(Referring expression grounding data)
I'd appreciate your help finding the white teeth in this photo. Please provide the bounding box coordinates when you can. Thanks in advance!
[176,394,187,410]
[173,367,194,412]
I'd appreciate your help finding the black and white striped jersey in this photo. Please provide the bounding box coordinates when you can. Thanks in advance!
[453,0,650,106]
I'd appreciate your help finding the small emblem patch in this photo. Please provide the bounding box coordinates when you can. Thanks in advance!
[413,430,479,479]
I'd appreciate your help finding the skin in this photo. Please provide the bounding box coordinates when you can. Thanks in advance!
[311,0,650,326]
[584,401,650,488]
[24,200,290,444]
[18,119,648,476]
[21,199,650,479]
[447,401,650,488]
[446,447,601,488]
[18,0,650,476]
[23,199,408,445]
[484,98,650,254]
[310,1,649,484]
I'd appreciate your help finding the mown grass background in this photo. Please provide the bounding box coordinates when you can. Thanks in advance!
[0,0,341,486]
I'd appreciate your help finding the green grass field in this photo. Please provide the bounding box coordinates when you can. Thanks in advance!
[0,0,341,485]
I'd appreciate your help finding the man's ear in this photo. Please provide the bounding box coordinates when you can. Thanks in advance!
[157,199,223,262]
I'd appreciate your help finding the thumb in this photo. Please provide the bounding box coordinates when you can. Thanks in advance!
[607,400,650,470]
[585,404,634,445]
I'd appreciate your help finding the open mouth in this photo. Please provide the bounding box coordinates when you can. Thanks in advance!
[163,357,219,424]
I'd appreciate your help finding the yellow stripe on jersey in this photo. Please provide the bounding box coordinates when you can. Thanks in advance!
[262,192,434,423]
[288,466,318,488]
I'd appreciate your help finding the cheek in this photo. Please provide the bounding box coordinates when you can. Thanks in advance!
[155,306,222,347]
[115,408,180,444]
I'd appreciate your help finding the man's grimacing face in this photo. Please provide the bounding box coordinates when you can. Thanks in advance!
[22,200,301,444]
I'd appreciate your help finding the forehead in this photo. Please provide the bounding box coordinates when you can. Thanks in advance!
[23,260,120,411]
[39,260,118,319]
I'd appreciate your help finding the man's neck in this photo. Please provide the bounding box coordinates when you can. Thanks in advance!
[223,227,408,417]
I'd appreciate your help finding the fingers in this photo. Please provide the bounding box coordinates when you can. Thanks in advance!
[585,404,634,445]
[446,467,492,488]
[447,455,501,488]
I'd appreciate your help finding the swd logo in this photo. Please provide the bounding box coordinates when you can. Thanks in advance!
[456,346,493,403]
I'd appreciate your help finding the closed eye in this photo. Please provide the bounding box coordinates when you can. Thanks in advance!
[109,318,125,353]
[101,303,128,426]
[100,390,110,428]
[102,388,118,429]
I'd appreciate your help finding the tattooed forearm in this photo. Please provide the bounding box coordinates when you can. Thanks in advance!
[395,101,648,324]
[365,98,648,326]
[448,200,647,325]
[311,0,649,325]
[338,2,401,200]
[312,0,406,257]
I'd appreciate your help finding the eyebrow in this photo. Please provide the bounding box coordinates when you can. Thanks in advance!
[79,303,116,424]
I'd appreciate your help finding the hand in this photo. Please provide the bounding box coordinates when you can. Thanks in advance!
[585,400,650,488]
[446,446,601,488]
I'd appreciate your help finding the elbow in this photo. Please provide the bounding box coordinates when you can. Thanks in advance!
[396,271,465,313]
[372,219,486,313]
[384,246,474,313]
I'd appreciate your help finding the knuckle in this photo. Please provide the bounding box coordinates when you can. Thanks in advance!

> _Activity_
What you return should be the records above, repeated exactly.

> _Final answer_
I'd appreciate your help finding the white teeth in this photo. Please provide the bounding box coordinates when you can. Thanks in advance!
[176,394,187,410]
[173,367,194,412]
I'd appreciate your help finding the black and white striped jersey in this photo. Please provide the bounding box coordinates when you can. Thanks in advance!
[453,0,650,106]
I'd appreciate your help finding the small emblem patch in this photo. Please provide the bounding box coordinates when you can. Thanks in advance!
[413,430,479,479]
I'd appreciate your help finding the skin in this photo. Please provide the bounding box coordinates when you can. Thanks in advance!
[311,0,650,326]
[584,401,650,488]
[24,200,290,444]
[18,119,648,476]
[21,199,650,479]
[447,401,650,488]
[446,447,601,488]
[18,0,650,476]
[23,199,408,445]
[484,98,650,254]
[310,1,649,484]
I'd appreciate your help finding the mown grass background in this photo. Please provide the bounding box coordinates when you can. Thanks in advance!
[0,0,341,486]
I'd appreciate your help finding the green grass field in this photo. Please provide the bounding box coordinates when you can. Thanks in advance!
[0,0,341,485]
I'd appreciate your help finding the man's ear in this photo. Please provide the bounding box coordinates when you can. Thanks in advance!
[157,199,223,262]
I'd appreciate your help finding the thumb in this photo. Please provide the bounding box coordinates when you can. Thanks in advance!
[607,400,650,470]
[585,404,634,445]
I'd appreciate your help finding the open mouth in this photo. Please provide the bounding box coordinates when you can. Thanks in advance!
[163,357,219,424]
I'd appreciate your help finding the yellow stripe on jersey in this photo. Please provide the bounding box coordinates when you can. Thanks in advance!
[262,192,434,423]
[288,466,318,488]
I'd appreciate your help finding the cheek in this photo. Please provide the bounding box coordinates when you can. Thanks in advance!
[155,306,222,347]
[115,408,180,444]
I'd appreciate your help finding the man's grimacing face in this photo. Please provide the bounding box coordinates when you can. Thanks in advance!
[22,200,301,444]
I'd appreciate your help finding the forehead in this photo. Please provide the bounding box coordinates when you can. Thanks in advance!
[23,260,120,411]
[39,260,118,319]
I'd appreciate your help finding the man's neck in this photo. Please provide the bounding box coordinates when you can. Thanks in advance!
[223,227,408,417]
I'd appreciate your help finding the fingers in this photo. Please provide the bounding box coordinates when you can. Thanks in advance!
[585,404,634,445]
[446,467,492,488]
[447,455,501,488]
I'd appreciate your help finding the swd logo in this photo. Please provide the bounding box coordinates when you can. Thanks in advance!
[456,346,493,403]
I'd appreciate your help finding the closed eye in this photo. Please provide the bounding box coordinates when you can. Thanks in advance!
[109,318,125,353]
[101,303,128,426]
[100,390,110,428]
[102,388,118,429]
I'd appreciate your help finding the tattooed forearm in this photo. Please provide the bounding box coordinates when you can. Thanks in advance!
[395,101,648,324]
[365,98,648,326]
[448,200,647,325]
[311,0,649,325]
[338,2,401,200]
[312,0,406,257]
I'd appreciate your help finding the eyebrow in this photo. Please provide the bounding box coordinates when you can. Thanks in advance!
[79,303,116,424]
I'd appreciate your help finding the hand in this photo. Please provide the bounding box coordinates when you can. Thanks in advance!
[585,400,650,488]
[446,446,601,488]
I'd appreciate your help finding the elbow in this photo. Please provide the bounding box coordinates when you can. Thanks in advance!
[396,271,465,313]
[372,219,486,313]
[384,246,474,313]
I'd appreciate your help finding the knuckle in this photo. Please provide the bounding box coordinates when you can. Thanks in advance!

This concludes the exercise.